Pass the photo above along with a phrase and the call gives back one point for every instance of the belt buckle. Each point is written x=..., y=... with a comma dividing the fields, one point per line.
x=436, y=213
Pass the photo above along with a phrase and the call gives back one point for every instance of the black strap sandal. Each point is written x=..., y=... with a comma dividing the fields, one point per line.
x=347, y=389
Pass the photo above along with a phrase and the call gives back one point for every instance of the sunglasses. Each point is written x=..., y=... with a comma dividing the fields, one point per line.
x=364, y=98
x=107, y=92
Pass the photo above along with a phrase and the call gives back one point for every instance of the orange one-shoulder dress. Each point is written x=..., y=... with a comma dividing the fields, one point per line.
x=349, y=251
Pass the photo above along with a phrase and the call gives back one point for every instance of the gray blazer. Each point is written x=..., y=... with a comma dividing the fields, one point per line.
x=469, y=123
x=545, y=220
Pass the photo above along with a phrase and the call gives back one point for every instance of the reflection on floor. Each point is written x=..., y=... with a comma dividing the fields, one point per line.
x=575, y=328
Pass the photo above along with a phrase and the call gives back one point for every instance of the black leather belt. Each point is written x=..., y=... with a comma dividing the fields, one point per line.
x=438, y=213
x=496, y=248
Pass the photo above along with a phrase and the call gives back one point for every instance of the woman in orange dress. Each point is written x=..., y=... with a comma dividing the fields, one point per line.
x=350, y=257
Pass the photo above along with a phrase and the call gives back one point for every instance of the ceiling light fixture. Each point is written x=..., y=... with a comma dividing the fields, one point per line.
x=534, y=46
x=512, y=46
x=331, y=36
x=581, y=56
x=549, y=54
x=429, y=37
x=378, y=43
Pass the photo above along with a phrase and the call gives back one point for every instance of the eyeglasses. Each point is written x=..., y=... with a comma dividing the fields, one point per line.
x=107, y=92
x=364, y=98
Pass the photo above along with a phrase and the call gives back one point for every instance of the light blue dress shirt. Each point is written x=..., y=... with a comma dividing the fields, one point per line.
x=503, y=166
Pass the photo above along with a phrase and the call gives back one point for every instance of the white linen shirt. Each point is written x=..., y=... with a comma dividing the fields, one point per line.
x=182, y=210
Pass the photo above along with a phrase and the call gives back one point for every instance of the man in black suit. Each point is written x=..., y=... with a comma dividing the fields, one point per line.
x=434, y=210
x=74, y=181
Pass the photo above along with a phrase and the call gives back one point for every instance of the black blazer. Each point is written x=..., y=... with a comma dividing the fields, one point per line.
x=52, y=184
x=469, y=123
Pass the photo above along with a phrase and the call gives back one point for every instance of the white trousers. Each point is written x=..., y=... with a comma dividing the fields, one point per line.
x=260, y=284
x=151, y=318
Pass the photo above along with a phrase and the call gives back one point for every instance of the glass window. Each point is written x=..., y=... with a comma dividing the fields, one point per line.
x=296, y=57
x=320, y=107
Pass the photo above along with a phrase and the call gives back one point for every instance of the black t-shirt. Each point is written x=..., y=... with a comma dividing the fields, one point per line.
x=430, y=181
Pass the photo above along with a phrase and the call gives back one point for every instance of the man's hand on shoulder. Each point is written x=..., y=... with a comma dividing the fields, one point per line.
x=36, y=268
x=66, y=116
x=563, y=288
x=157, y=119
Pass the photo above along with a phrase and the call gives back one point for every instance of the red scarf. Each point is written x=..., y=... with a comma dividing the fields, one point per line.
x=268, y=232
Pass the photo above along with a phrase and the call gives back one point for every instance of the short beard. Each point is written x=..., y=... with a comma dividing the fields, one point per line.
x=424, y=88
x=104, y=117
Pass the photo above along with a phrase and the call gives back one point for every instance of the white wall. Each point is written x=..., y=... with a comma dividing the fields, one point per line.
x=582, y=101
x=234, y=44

== == ==

- _Goal_: Duplicate the entire listing above line for line, changing nothing.

- _Full answer_:
Pass the photo above along with a phrase and the call gives back one point for every instance of the belt buckle. Each point is written x=..., y=... with a comma dividing the fields, one point per line.
x=436, y=213
Pass the photo above along with a phrase and the call gives back one point for every instance of the black strap sandal. Each point is written x=..., y=... with a comma dividing the fields, one point per line.
x=347, y=389
Pass the photo above along with a phrase and the call gives back one point for every instance of the sunglasses. Each point is written x=..., y=... with a comma dividing the fields, one point per line.
x=364, y=98
x=107, y=92
Pass the photo above along with a phrase and the call gives back one point for every instance of the orange one-shoulder dress. Each point is written x=..., y=... with a comma dividing the fields, one point per line.
x=349, y=251
Pass the photo above along with a phrase and the call gives back one point for every instance of the gray blazer. Each point is written x=..., y=... with a comma dividing the fields, one point per line.
x=469, y=123
x=545, y=220
Pass the photo above along with a phrase and the call gives back one point for every instance of the reflection on floor. Each point is written x=..., y=... with a comma dividing the fields, one point per line.
x=575, y=328
Pass the photo above along with a phrase and the call gives back one point for every instance of the black leather belt. Each point is written x=..., y=... with a comma dividing the fields, one point per line.
x=438, y=213
x=496, y=248
Pass the photo above along with a phrase and the call gives back one point for every instance of the woman in orange dress. Each point is written x=..., y=... with a comma dividing the fields, one point per line.
x=350, y=257
Pass the photo above along with a phrase and the call gives back one point for every instance of the ceiling light fixture. Each point is written x=..., y=... with a comma dividing the fields, one point per line.
x=534, y=46
x=512, y=46
x=331, y=36
x=581, y=56
x=549, y=54
x=429, y=37
x=378, y=43
Pass the photo above along with a phrase and the call gives back one point for every instance of the eyeglasses. Each point is written x=..., y=... with a comma dividing the fields, one point per line.
x=107, y=92
x=364, y=98
Pass the photo above along with a phrase and the call gives back one point for every instance of the light blue dress shirt. Each point is written x=..., y=... with a comma dividing the fields, one point per line.
x=503, y=166
Pass the photo above along with a phrase and the call gives back one point for every instance of the white linen shirt. Each point is written x=..., y=... with a comma dividing the fields, one point per line.
x=182, y=210
Pass the photo above along with a phrase and the call gives back one point for every instance of the man in black suit. Each point is written x=..., y=... with a comma dividing the fields, one point per line.
x=434, y=210
x=74, y=181
Pass the photo above along with a phrase and the call gives back one point for every instance of the black blazer. Each point is written x=..., y=... with a comma dividing the fields, one point per line.
x=52, y=184
x=469, y=123
Pass the photo above along with a phrase and the call gives back one point for every instance of the white trousers. Each point is written x=..., y=... with a comma dividing the fields, one point per line.
x=260, y=284
x=151, y=318
Pass the photo above along with a phrase and the call gives back one point for every instance of the glass window. Each point is written x=..., y=... with a comma dividing the fields, one point per line.
x=296, y=57
x=320, y=107
Pass the photo above along with a phrase and the call gives back one point for every instance of the black t-shirt. Each point is written x=..., y=... with a comma dividing the fields, one point per line.
x=430, y=181
Pass the photo above along with a phrase and the call gives back one point for every instance of the man's hand on shoulder. Each point is written x=..., y=... with a comma dividing the fields, one point per line.
x=36, y=268
x=66, y=116
x=563, y=288
x=157, y=119
Pass the photo above along with a phrase and the call gives back one point for every instance of the red scarf. Each point is written x=..., y=... with a comma dividing the fields, one point per line.
x=268, y=232
Pass the photo above along with a phrase and the call gives back one point for every instance of the short beard. Each point is written x=..., y=... with a comma dividing the fields, one point per line.
x=424, y=88
x=104, y=117
Pass the photo above along with a phrase and the call gives back one point for every instance of the white wall. Each point is written x=..., y=... with a comma dividing the fields, one point per line.
x=582, y=101
x=234, y=44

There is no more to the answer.